(Work order) Word for word, set down the full listing below.
# # # #
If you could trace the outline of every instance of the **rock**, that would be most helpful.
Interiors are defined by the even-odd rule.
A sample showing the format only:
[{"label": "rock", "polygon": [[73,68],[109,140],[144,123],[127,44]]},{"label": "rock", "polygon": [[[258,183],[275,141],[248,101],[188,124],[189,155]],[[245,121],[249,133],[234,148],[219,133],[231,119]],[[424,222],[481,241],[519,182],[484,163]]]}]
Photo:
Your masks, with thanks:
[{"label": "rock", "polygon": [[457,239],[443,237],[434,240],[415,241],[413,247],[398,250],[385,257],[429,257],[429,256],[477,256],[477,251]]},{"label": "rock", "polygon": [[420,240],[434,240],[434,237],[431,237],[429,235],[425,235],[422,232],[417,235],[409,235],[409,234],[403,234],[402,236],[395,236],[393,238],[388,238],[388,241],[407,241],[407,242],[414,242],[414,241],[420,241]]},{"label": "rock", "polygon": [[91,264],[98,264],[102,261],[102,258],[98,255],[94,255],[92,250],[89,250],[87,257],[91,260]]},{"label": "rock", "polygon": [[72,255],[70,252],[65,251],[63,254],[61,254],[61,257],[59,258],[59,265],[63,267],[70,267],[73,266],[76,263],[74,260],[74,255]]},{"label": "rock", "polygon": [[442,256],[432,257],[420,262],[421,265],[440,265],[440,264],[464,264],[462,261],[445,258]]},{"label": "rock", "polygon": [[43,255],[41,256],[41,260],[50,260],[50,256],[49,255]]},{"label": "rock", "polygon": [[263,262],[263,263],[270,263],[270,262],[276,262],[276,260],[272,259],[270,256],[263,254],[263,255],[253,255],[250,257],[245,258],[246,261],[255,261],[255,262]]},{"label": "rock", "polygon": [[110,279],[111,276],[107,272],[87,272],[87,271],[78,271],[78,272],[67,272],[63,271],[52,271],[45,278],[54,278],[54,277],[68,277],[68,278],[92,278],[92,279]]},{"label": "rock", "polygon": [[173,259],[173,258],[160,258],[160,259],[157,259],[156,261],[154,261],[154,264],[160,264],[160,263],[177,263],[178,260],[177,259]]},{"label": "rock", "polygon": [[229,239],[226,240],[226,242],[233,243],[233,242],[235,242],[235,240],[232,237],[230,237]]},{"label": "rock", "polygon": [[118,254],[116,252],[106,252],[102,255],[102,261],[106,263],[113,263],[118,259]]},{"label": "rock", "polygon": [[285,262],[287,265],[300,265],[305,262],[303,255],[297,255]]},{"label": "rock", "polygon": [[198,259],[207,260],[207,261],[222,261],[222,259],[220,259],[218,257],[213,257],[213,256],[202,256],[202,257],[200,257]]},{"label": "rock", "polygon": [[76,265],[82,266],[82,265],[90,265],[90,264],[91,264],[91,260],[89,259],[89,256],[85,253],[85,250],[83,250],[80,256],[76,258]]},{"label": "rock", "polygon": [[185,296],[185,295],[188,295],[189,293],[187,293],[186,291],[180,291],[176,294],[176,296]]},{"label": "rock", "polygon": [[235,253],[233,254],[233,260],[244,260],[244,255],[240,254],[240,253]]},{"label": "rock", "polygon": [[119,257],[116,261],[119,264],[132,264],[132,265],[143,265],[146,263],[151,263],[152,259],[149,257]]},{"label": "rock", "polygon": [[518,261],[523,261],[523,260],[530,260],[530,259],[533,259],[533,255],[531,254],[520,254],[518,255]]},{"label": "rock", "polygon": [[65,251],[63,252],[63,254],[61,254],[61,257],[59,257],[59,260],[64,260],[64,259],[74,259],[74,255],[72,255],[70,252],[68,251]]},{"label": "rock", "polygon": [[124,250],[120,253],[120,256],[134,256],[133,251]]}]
# # # #
(Solution to the exercise)
If you could trace the outline of every instance of the **rock**, that would be most helpful.
Interiors are defined by the even-odd rule.
A sample showing the format only:
[{"label": "rock", "polygon": [[73,68],[109,140],[144,123],[127,44]]},{"label": "rock", "polygon": [[[258,183],[275,141],[248,101],[188,124],[189,155]],[[245,121],[249,133],[234,148],[219,133],[231,119]],[[424,222],[481,241],[519,182],[484,163]]]}]
Photo:
Your masks, with thanks:
[{"label": "rock", "polygon": [[457,239],[443,237],[434,240],[415,241],[413,247],[398,250],[385,257],[429,257],[429,256],[477,256],[477,251]]},{"label": "rock", "polygon": [[420,240],[434,240],[434,237],[431,237],[429,235],[425,235],[422,232],[417,235],[409,235],[409,234],[403,234],[402,236],[395,236],[393,238],[388,238],[388,241],[407,241],[407,242],[414,242],[414,241],[420,241]]},{"label": "rock", "polygon": [[91,264],[98,264],[102,261],[102,258],[98,255],[94,255],[92,250],[89,250],[87,257],[91,260]]},{"label": "rock", "polygon": [[72,255],[70,252],[65,251],[63,254],[61,254],[61,257],[59,258],[59,265],[63,267],[70,267],[73,266],[76,263],[74,260],[74,255]]},{"label": "rock", "polygon": [[442,256],[432,257],[420,262],[421,265],[440,265],[440,264],[464,264],[462,261],[445,258]]},{"label": "rock", "polygon": [[43,255],[41,256],[41,260],[50,260],[50,256],[49,255]]},{"label": "rock", "polygon": [[263,262],[263,263],[270,263],[270,262],[276,262],[276,260],[272,259],[270,256],[263,254],[263,255],[253,255],[250,257],[245,258],[246,261],[255,261],[255,262]]},{"label": "rock", "polygon": [[110,279],[111,276],[107,272],[87,272],[87,271],[78,271],[78,272],[67,272],[63,271],[52,271],[45,278],[54,278],[54,277],[68,277],[68,278],[92,278],[92,279]]},{"label": "rock", "polygon": [[173,259],[173,258],[160,258],[160,259],[157,259],[156,261],[154,261],[154,264],[160,264],[160,263],[177,263],[178,260],[177,259]]},{"label": "rock", "polygon": [[229,239],[226,240],[226,242],[233,243],[233,242],[235,242],[235,240],[232,237],[230,237]]},{"label": "rock", "polygon": [[118,254],[116,252],[106,252],[102,255],[102,261],[106,263],[113,263],[118,259]]},{"label": "rock", "polygon": [[285,262],[287,265],[300,265],[305,262],[303,255],[297,255]]},{"label": "rock", "polygon": [[198,259],[207,260],[207,261],[222,261],[222,259],[220,259],[218,257],[213,257],[213,256],[202,256],[202,257],[200,257]]},{"label": "rock", "polygon": [[76,265],[82,266],[82,265],[90,265],[90,264],[91,264],[91,260],[89,259],[89,256],[85,253],[85,250],[83,250],[80,256],[76,258]]},{"label": "rock", "polygon": [[185,296],[185,295],[188,295],[189,293],[187,293],[186,291],[180,291],[176,294],[176,296]]},{"label": "rock", "polygon": [[235,253],[233,254],[233,260],[244,260],[244,255],[240,254],[240,253]]},{"label": "rock", "polygon": [[119,257],[116,261],[119,264],[132,264],[132,265],[143,265],[146,263],[151,263],[152,259],[149,257]]},{"label": "rock", "polygon": [[518,261],[523,261],[523,260],[530,260],[530,259],[533,259],[533,255],[531,254],[520,254],[518,255]]},{"label": "rock", "polygon": [[65,251],[63,252],[63,254],[61,254],[61,257],[59,257],[59,260],[64,260],[64,259],[74,259],[74,255],[72,255],[70,252],[68,251]]},{"label": "rock", "polygon": [[124,250],[120,253],[120,256],[134,256],[133,251]]}]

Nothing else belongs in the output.